__ACTIVITY__. Print only the lines that begin at the line containing "Exercise. Point out the bright" and end at the last line of the material, both included, without any change.

-------- THE INPUT

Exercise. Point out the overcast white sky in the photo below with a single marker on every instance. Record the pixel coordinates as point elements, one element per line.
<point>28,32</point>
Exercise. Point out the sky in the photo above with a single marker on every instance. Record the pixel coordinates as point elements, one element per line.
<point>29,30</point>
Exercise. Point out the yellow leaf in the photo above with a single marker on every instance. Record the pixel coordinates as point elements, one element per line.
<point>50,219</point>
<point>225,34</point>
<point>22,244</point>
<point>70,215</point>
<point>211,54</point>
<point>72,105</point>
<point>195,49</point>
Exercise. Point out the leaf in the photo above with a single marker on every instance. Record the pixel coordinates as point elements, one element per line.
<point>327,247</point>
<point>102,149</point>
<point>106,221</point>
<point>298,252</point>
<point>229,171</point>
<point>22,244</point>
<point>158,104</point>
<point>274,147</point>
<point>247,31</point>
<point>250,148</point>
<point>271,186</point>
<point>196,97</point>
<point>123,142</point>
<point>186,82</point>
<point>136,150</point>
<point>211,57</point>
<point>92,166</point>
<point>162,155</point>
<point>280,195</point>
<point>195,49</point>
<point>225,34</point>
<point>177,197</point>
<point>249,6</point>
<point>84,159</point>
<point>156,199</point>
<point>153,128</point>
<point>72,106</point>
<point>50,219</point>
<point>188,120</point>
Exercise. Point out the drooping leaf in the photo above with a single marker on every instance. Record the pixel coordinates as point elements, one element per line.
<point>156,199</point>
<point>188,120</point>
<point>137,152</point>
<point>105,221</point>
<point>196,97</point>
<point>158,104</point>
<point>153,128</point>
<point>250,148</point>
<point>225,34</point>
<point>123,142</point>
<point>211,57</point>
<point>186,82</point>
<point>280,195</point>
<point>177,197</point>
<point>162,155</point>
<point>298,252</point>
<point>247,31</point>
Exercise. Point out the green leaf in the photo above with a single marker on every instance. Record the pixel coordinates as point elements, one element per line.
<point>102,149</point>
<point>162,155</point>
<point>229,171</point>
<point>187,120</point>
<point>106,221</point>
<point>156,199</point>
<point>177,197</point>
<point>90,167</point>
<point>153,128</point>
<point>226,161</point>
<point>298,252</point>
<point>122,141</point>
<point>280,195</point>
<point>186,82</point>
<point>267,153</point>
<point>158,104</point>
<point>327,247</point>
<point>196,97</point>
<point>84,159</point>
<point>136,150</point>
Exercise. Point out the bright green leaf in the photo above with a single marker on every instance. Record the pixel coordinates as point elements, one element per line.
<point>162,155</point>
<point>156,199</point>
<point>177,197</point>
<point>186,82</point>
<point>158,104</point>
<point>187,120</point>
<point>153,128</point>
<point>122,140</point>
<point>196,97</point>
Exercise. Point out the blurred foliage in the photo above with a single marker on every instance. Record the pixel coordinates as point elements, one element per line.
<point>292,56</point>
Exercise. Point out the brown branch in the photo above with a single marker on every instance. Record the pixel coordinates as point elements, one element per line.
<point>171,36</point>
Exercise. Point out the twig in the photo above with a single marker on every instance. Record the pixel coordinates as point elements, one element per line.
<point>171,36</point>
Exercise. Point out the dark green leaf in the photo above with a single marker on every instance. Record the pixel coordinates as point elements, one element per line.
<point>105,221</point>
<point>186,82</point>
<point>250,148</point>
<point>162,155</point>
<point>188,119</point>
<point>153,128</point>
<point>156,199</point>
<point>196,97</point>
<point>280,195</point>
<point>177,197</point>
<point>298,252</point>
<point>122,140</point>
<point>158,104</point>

----------------

__OUTPUT FOR THIS TASK__.
Exercise. Point out the bright green leaf in the photo above with a single marker on every instance. Record the pixel coordinates as point elements, one element per line.
<point>162,155</point>
<point>156,199</point>
<point>177,197</point>
<point>186,82</point>
<point>158,104</point>
<point>187,120</point>
<point>153,128</point>
<point>122,140</point>
<point>196,97</point>
Exercise. Point out the blurred foliage in the photo above with a single marker on every instance. Record the pixel coordinates as point elements, one element per line.
<point>292,56</point>
Exercise. Point out the brown branch in the photo above with a single marker on every instance. Record the pixel coordinates as point elements, one element per line.
<point>171,36</point>
Exercise. Point out the twig in the photo above with a single marker on every instance. Record the pixel coordinates as point elements, one element per line.
<point>171,36</point>
Exercise. Point out the dark green leaf in the photo above with a single marker on every instance. Record the pixel coordinates as point elements, one element per line.
<point>105,221</point>
<point>186,82</point>
<point>250,148</point>
<point>162,155</point>
<point>188,119</point>
<point>153,128</point>
<point>156,199</point>
<point>196,97</point>
<point>280,195</point>
<point>177,197</point>
<point>298,252</point>
<point>122,140</point>
<point>158,104</point>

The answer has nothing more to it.